**What you have to do**. Exactly and only the lines from the one containing "the white wedding" through the close of the entries below are to be set down.

**Records for the exercise**.
═══
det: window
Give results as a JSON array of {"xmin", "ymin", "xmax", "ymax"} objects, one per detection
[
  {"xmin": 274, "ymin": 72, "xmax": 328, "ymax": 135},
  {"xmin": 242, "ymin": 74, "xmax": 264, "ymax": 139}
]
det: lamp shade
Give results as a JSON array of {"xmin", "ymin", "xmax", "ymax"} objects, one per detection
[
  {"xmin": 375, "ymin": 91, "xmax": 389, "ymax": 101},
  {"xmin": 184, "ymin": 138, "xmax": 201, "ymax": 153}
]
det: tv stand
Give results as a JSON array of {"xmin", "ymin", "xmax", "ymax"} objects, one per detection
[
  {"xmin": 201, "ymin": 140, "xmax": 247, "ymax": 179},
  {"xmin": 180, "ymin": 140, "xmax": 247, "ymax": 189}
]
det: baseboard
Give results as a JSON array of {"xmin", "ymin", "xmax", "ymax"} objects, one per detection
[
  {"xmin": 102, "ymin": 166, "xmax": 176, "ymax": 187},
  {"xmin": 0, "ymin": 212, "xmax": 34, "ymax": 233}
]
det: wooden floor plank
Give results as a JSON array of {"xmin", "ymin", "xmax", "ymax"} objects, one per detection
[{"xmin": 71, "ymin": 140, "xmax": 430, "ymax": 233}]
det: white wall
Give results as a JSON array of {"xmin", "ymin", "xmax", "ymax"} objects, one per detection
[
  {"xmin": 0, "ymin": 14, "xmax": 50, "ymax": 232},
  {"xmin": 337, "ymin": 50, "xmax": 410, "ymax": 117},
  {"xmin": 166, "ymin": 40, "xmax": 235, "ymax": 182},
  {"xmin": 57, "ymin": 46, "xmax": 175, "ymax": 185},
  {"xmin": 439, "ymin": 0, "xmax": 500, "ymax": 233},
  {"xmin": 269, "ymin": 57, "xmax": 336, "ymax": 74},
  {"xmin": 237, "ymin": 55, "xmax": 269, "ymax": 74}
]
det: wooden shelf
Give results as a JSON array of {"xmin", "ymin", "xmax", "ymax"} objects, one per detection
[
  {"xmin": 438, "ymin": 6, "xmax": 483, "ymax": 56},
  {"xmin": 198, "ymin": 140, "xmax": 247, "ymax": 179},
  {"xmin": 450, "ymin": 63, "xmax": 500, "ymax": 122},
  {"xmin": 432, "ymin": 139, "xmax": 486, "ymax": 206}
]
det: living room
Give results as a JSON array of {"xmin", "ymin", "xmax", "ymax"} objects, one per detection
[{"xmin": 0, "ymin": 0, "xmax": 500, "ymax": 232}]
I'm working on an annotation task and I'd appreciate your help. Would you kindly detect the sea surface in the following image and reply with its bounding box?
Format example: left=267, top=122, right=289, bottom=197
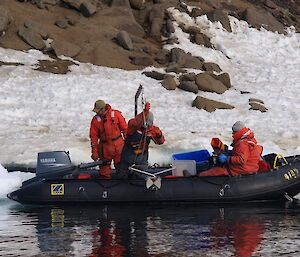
left=0, top=199, right=300, bottom=257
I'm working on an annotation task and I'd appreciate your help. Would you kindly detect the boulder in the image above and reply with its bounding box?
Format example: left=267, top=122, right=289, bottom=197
left=119, top=20, right=145, bottom=37
left=249, top=98, right=264, bottom=104
left=181, top=54, right=203, bottom=70
left=24, top=21, right=48, bottom=39
left=0, top=5, right=13, bottom=35
left=142, top=71, right=166, bottom=80
left=195, top=72, right=228, bottom=94
left=242, top=8, right=285, bottom=33
left=61, top=0, right=83, bottom=11
left=148, top=4, right=165, bottom=24
left=51, top=39, right=81, bottom=57
left=116, top=30, right=133, bottom=51
left=192, top=33, right=213, bottom=48
left=110, top=0, right=130, bottom=8
left=150, top=18, right=163, bottom=40
left=178, top=81, right=199, bottom=94
left=215, top=72, right=231, bottom=88
left=191, top=8, right=204, bottom=17
left=192, top=96, right=234, bottom=112
left=179, top=72, right=196, bottom=81
left=55, top=19, right=68, bottom=29
left=161, top=75, right=177, bottom=90
left=154, top=49, right=169, bottom=64
left=129, top=56, right=153, bottom=66
left=207, top=10, right=232, bottom=32
left=166, top=62, right=186, bottom=73
left=18, top=27, right=46, bottom=50
left=129, top=0, right=145, bottom=10
left=166, top=19, right=175, bottom=33
left=249, top=102, right=268, bottom=112
left=171, top=48, right=203, bottom=69
left=79, top=2, right=97, bottom=17
left=202, top=62, right=222, bottom=72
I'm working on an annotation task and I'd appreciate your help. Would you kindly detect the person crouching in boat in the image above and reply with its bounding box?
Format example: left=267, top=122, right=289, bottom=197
left=198, top=121, right=262, bottom=177
left=90, top=100, right=127, bottom=179
left=116, top=102, right=165, bottom=178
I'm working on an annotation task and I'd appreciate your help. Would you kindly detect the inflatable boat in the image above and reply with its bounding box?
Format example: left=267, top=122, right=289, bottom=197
left=7, top=150, right=300, bottom=204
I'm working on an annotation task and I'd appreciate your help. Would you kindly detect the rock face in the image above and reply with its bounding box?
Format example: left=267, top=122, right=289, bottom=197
left=51, top=40, right=80, bottom=57
left=192, top=96, right=234, bottom=112
left=207, top=10, right=232, bottom=32
left=242, top=8, right=284, bottom=33
left=18, top=27, right=46, bottom=50
left=0, top=5, right=13, bottom=35
left=196, top=72, right=228, bottom=94
left=161, top=75, right=177, bottom=90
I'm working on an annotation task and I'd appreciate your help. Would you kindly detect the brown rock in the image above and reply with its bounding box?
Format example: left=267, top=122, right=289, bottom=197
left=0, top=5, right=13, bottom=35
left=249, top=98, right=264, bottom=104
left=18, top=27, right=46, bottom=50
left=24, top=21, right=48, bottom=39
left=129, top=56, right=153, bottom=66
left=179, top=73, right=196, bottom=81
left=36, top=60, right=74, bottom=74
left=216, top=72, right=231, bottom=88
left=178, top=81, right=199, bottom=94
left=249, top=102, right=268, bottom=112
left=202, top=62, right=222, bottom=72
left=142, top=71, right=166, bottom=80
left=207, top=10, right=232, bottom=32
left=242, top=8, right=285, bottom=34
left=161, top=75, right=177, bottom=90
left=79, top=2, right=97, bottom=17
left=129, top=0, right=145, bottom=10
left=51, top=40, right=80, bottom=57
left=192, top=96, right=234, bottom=112
left=117, top=30, right=133, bottom=51
left=196, top=72, right=227, bottom=94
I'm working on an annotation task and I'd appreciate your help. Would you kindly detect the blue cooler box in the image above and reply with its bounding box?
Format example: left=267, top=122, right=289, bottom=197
left=172, top=149, right=210, bottom=164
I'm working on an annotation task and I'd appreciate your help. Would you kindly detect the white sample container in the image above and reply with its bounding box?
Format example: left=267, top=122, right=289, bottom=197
left=172, top=160, right=196, bottom=176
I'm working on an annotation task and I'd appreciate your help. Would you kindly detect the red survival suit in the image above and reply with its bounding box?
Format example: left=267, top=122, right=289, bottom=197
left=199, top=128, right=262, bottom=177
left=90, top=104, right=127, bottom=178
left=119, top=103, right=165, bottom=176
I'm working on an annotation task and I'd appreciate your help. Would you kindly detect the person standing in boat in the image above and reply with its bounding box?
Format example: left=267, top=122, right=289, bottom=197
left=90, top=100, right=127, bottom=178
left=198, top=121, right=262, bottom=177
left=117, top=102, right=165, bottom=178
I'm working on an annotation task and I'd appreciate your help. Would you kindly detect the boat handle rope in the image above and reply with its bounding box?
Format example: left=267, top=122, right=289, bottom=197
left=128, top=164, right=175, bottom=178
left=219, top=184, right=230, bottom=196
left=273, top=154, right=289, bottom=169
left=128, top=164, right=175, bottom=190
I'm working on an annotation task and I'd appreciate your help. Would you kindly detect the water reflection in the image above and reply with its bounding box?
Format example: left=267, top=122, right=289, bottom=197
left=0, top=200, right=300, bottom=256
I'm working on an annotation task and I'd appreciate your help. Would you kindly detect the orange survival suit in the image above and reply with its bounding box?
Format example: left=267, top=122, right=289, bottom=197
left=199, top=128, right=262, bottom=177
left=90, top=104, right=127, bottom=178
left=118, top=102, right=165, bottom=177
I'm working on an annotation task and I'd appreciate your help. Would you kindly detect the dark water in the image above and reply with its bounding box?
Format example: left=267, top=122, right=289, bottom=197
left=0, top=200, right=300, bottom=256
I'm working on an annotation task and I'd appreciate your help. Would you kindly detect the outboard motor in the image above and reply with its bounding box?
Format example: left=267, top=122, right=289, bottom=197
left=36, top=151, right=75, bottom=178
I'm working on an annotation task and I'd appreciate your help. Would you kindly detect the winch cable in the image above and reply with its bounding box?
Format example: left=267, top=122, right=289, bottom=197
left=133, top=87, right=147, bottom=165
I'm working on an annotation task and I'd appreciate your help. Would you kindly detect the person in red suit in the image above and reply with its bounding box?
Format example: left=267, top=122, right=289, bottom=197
left=198, top=121, right=262, bottom=177
left=118, top=102, right=165, bottom=178
left=90, top=100, right=127, bottom=178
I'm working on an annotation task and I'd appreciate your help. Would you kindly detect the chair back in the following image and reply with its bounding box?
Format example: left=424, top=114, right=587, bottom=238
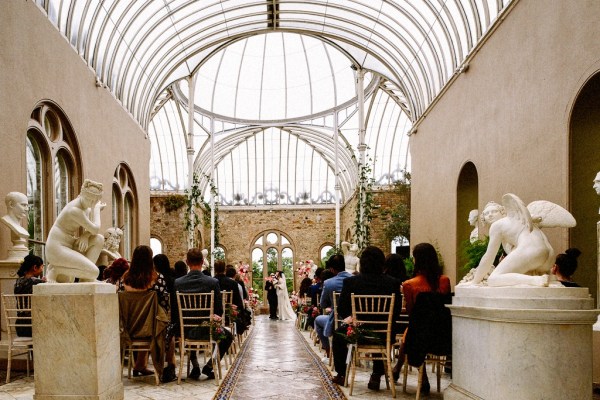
left=405, top=292, right=452, bottom=366
left=352, top=293, right=395, bottom=343
left=177, top=291, right=214, bottom=341
left=2, top=294, right=32, bottom=342
left=331, top=292, right=341, bottom=330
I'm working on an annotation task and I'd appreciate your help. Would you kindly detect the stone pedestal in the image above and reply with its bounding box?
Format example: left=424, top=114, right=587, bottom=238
left=32, top=283, right=124, bottom=400
left=444, top=287, right=598, bottom=400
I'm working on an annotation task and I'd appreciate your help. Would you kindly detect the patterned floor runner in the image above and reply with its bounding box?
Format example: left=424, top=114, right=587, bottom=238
left=214, top=316, right=346, bottom=400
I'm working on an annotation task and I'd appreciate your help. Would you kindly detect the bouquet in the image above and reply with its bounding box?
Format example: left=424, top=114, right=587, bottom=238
left=336, top=317, right=385, bottom=344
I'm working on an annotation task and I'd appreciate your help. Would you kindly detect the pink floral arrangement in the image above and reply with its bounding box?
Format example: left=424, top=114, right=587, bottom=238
left=235, top=261, right=250, bottom=286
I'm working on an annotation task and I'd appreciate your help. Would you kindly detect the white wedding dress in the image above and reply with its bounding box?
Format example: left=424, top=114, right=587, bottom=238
left=275, top=274, right=296, bottom=321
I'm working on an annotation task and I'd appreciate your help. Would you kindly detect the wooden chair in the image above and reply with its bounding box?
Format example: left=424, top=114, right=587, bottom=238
left=402, top=292, right=452, bottom=400
left=2, top=294, right=33, bottom=383
left=117, top=290, right=169, bottom=385
left=349, top=293, right=396, bottom=398
left=177, top=292, right=222, bottom=386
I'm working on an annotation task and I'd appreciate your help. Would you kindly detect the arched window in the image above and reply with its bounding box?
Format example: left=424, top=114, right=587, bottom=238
left=251, top=231, right=294, bottom=303
left=25, top=101, right=81, bottom=257
left=112, top=163, right=137, bottom=259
═══
**Solution**.
I'm working on an annotation task and I'd appreciate your help. Would you kindly detect the white wedding dress in the image above and reply with its bounding box?
Format example: left=424, top=114, right=587, bottom=238
left=275, top=274, right=296, bottom=321
I'm working on an annotation task and I'd appreciate your help. Would you kindly detect the wooden chair in the image above and reply with its bounding box?
Format example: left=424, top=114, right=587, bottom=238
left=402, top=292, right=452, bottom=400
left=2, top=294, right=33, bottom=383
left=117, top=290, right=169, bottom=385
left=349, top=293, right=396, bottom=398
left=177, top=292, right=222, bottom=386
I'm working on an annotation task and I'd appreciate your help. Would you kindly detect the arched window in the image above and reply with its bounding box?
Format example: left=424, top=114, right=587, bottom=238
left=251, top=231, right=294, bottom=303
left=25, top=101, right=81, bottom=257
left=112, top=163, right=137, bottom=259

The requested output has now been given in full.